Prompt> Each entry is to be given again exactly; drop the images.

(Data records)
__________________________________________________

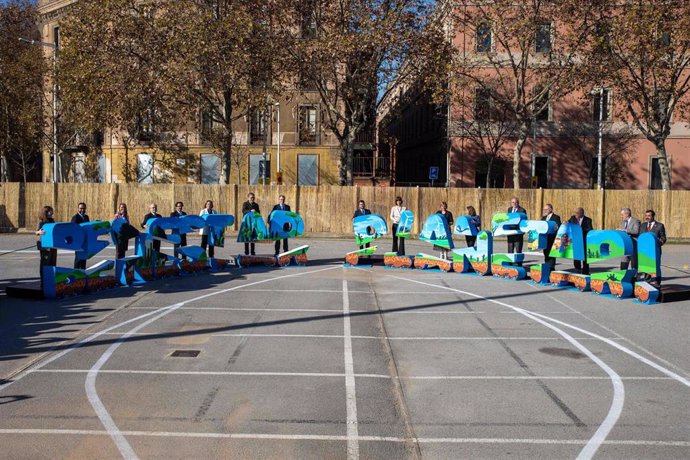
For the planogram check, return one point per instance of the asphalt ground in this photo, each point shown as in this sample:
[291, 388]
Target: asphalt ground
[332, 362]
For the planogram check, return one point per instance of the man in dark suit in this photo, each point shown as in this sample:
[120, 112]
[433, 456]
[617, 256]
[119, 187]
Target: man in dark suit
[281, 206]
[79, 218]
[179, 212]
[515, 241]
[631, 226]
[250, 206]
[153, 214]
[361, 211]
[651, 225]
[550, 216]
[585, 224]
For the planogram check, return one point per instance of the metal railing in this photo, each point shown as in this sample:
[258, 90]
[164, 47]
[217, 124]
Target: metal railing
[371, 166]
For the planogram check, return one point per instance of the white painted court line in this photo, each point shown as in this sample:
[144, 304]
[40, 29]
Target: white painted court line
[618, 389]
[307, 437]
[286, 310]
[351, 394]
[101, 412]
[373, 337]
[90, 385]
[340, 375]
[618, 336]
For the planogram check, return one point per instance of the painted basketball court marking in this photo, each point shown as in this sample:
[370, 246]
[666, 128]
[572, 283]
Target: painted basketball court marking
[316, 437]
[618, 389]
[351, 394]
[90, 385]
[618, 336]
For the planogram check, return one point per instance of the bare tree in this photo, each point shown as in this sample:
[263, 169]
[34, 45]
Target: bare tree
[22, 70]
[643, 49]
[348, 50]
[524, 50]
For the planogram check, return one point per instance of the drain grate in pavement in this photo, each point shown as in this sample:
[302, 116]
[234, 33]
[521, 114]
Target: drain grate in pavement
[185, 353]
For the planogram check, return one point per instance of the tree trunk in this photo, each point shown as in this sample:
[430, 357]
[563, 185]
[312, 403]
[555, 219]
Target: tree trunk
[663, 164]
[227, 141]
[346, 164]
[488, 172]
[517, 154]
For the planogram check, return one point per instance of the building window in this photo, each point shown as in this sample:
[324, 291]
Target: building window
[542, 107]
[307, 170]
[258, 127]
[145, 168]
[210, 168]
[482, 104]
[540, 171]
[257, 168]
[308, 22]
[308, 125]
[483, 38]
[543, 38]
[597, 103]
[490, 174]
[655, 180]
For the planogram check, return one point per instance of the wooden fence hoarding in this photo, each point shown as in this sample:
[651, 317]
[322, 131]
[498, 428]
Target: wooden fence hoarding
[329, 208]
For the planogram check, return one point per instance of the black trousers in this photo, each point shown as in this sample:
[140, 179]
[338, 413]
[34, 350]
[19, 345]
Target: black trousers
[581, 267]
[277, 245]
[121, 247]
[204, 244]
[398, 243]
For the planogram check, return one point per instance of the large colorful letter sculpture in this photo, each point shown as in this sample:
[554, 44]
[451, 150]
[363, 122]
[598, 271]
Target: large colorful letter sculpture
[437, 232]
[367, 228]
[83, 239]
[504, 265]
[288, 224]
[475, 259]
[537, 232]
[570, 245]
[393, 259]
[605, 245]
[648, 263]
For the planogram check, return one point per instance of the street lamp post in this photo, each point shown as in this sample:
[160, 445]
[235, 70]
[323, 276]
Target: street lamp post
[277, 106]
[263, 153]
[54, 47]
[600, 136]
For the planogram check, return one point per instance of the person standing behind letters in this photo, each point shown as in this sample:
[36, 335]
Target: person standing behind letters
[585, 224]
[515, 241]
[396, 211]
[550, 216]
[476, 220]
[443, 210]
[153, 214]
[79, 218]
[178, 212]
[361, 211]
[208, 209]
[281, 206]
[651, 225]
[250, 206]
[48, 257]
[631, 226]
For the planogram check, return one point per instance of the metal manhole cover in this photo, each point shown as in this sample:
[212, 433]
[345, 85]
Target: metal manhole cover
[185, 353]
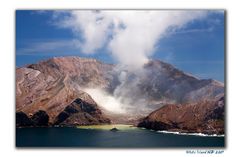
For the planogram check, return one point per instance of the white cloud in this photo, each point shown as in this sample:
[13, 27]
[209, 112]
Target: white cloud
[48, 47]
[129, 35]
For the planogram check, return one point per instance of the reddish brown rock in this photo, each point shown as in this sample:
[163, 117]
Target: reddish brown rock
[202, 117]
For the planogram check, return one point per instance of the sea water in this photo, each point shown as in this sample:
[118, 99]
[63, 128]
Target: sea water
[100, 136]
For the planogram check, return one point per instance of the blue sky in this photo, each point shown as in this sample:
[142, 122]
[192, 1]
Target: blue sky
[196, 48]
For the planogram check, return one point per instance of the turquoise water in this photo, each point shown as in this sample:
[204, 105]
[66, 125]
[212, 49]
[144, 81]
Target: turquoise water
[126, 137]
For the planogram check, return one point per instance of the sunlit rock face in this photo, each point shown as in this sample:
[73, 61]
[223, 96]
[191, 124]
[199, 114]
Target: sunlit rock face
[202, 117]
[54, 84]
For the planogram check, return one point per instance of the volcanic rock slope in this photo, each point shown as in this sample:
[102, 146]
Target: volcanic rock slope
[202, 117]
[57, 83]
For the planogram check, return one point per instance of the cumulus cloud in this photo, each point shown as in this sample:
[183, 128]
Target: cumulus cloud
[130, 36]
[48, 47]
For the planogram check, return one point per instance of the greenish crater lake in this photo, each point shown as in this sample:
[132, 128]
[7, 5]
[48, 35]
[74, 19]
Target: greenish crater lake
[100, 136]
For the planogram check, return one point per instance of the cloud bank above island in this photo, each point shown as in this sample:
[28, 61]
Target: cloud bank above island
[130, 36]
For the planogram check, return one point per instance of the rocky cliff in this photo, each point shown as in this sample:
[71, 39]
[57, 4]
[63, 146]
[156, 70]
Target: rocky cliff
[202, 117]
[56, 86]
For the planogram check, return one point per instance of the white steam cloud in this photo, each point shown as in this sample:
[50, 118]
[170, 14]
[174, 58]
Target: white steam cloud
[130, 36]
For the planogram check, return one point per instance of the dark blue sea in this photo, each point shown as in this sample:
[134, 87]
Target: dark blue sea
[97, 138]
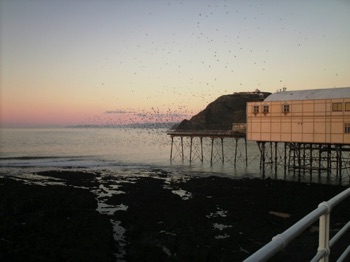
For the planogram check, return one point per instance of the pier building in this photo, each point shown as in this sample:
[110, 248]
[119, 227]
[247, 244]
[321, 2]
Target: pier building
[306, 130]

__________________________________________________

Written reply>
For the planogram check, return one point per instance of the asphalt ground in this photo, each point shown as in this sample:
[291, 388]
Target: asphalt ground
[332, 362]
For the planogram check, return one point per instance of the man in dark suit in this photo, each point shown as in this sample:
[120, 112]
[433, 456]
[617, 256]
[119, 187]
Target: man in dark suit
[281, 206]
[79, 218]
[179, 212]
[515, 241]
[631, 226]
[250, 206]
[153, 214]
[361, 211]
[651, 225]
[550, 216]
[585, 224]
For the planogram check, return one point per instance of the metal railing in this photo, each point shown as in this sample:
[258, 90]
[164, 47]
[217, 124]
Target: metal railing
[371, 166]
For the planogram check, return one point per instance of the white painted court line in this photo, each point shown as in this sample:
[144, 304]
[40, 29]
Target: white painted court line
[618, 389]
[307, 437]
[286, 310]
[351, 394]
[101, 412]
[373, 337]
[90, 385]
[340, 375]
[618, 336]
For the planogram check, return one point per instance of the painted basketball court marking in this photo, each point shown as in this sample:
[370, 246]
[666, 128]
[572, 283]
Target: painted basketball court marking
[316, 437]
[618, 389]
[351, 394]
[90, 385]
[618, 336]
For the planogram check, return one point per instance of the bare tree in this photo, each point shown as in this sample:
[263, 169]
[34, 45]
Target: bare tree
[22, 70]
[643, 49]
[348, 50]
[524, 50]
For the planogram check, return one point per instance of the drain grate in pavement in this photo, each point shown as in this sample:
[302, 116]
[234, 33]
[521, 114]
Target: drain grate in pavement
[185, 353]
For the planogram check, return one point per instance of the tree trunk in this photo, each point shown as in this sample:
[430, 357]
[563, 185]
[312, 403]
[555, 219]
Target: tree trunk
[663, 164]
[227, 141]
[346, 164]
[488, 172]
[517, 154]
For the planogram check, return one point per instance of the building window in this photo, each point shown as in this sample:
[324, 291]
Target: building window
[542, 107]
[307, 170]
[258, 127]
[145, 168]
[210, 168]
[482, 104]
[540, 171]
[257, 168]
[308, 22]
[308, 125]
[483, 38]
[543, 38]
[597, 103]
[490, 174]
[655, 180]
For the planogram check, return one point per instance of the wooden fence hoarding in this photo, each point shown as in this sample:
[651, 317]
[322, 131]
[498, 428]
Target: wooden fence hoarding
[329, 208]
For the planogram check, return one point per instance of the black trousers in this photo, each point shown as in this sample:
[140, 179]
[338, 413]
[34, 350]
[19, 345]
Target: black trousers
[581, 267]
[277, 245]
[121, 247]
[204, 244]
[398, 243]
For the planogram check, return one point per instance of the large colorful letter sculpture in this photo, each point shown as in this sample:
[554, 44]
[451, 150]
[363, 122]
[598, 271]
Target: large colorful letter sculpture
[437, 232]
[367, 228]
[83, 239]
[504, 265]
[288, 224]
[475, 259]
[537, 232]
[570, 245]
[393, 259]
[605, 245]
[648, 263]
For the planogram check, return one point per instance of the street lamp post in this photo, each point shown as in this sample:
[160, 445]
[235, 70]
[323, 276]
Target: street lamp post
[277, 106]
[263, 153]
[54, 47]
[600, 136]
For the planogram check, return one point per instance of the person standing behind letters in this photo, each point shown as in this sample:
[36, 335]
Target: person standing behind letters
[585, 224]
[515, 241]
[396, 211]
[550, 216]
[476, 220]
[443, 210]
[153, 214]
[79, 218]
[178, 212]
[361, 211]
[208, 209]
[281, 206]
[651, 225]
[250, 206]
[48, 257]
[631, 226]
For the planogram check, return one point per instance of the metal manhole cover in this photo, each point shown as in this sample:
[212, 433]
[345, 85]
Target: metal manhole cover
[185, 353]
For the planogram check, return one point per instance of the white cloud in this photo, each point shown as in this sample:
[13, 27]
[209, 112]
Target: white cloud
[48, 47]
[129, 35]
For the planogram check, return one point per instance of the reddish brown rock in this photo, each point shown as in this sample:
[163, 117]
Target: reddish brown rock
[202, 117]
For the planogram check, return one point per instance of the sea water in this photo, each point shown as in this sample:
[118, 99]
[63, 128]
Target: sea water
[100, 136]
For the planogram check, return one point per instance of the blue sky in this photo, each point shown as in this sample:
[142, 122]
[192, 1]
Target: blue sky
[196, 48]
For the planogram check, return one point per instance of the turquoise water in this photo, each point shown as in this sample:
[204, 105]
[66, 125]
[212, 49]
[144, 81]
Target: turquoise water
[126, 137]
For the planogram check, return one point per instance of the sunlit rock face in this photo, each point shown as in this sample:
[73, 61]
[223, 96]
[191, 124]
[199, 114]
Target: sunlit rock face
[202, 117]
[54, 84]
For the planogram check, return one point per instance of the volcanic rock slope in this photo, each point shown as in this sample:
[102, 146]
Target: volcanic rock slope
[202, 117]
[57, 83]
For the planogram check, return one point per instance of the cumulus cloud in this photo, each point shown as in this sample:
[183, 128]
Target: cumulus cloud
[130, 36]
[48, 47]
For the planogram check, return one point per instance of the greenish crater lake in this photo, each point shown as in this sample:
[132, 128]
[7, 5]
[48, 35]
[74, 19]
Target: greenish crater lake
[100, 136]
For the planogram check, return one point per instance of the cloud bank above island in this photo, each point shown as in this sample:
[28, 61]
Target: cloud bank above island
[130, 36]
For the planogram check, return one point per instance of the rocky cliff in this photo, each point shown as in this sample:
[71, 39]
[57, 4]
[63, 146]
[156, 70]
Target: rocky cliff
[202, 117]
[56, 86]
For the planogram check, return one point per instance of the white steam cloud in this photo, each point shown as in this sample:
[50, 118]
[170, 14]
[174, 58]
Target: white steam cloud
[130, 36]
For the planogram check, return one point per instance of the dark blue sea in this photo, each point shown as in this sample:
[134, 87]
Target: dark blue sea
[97, 138]
For the planogram check, return one point per instance of the pier building in this photo, each point shown as in this sample:
[110, 248]
[119, 227]
[247, 244]
[321, 2]
Target: pier building
[306, 130]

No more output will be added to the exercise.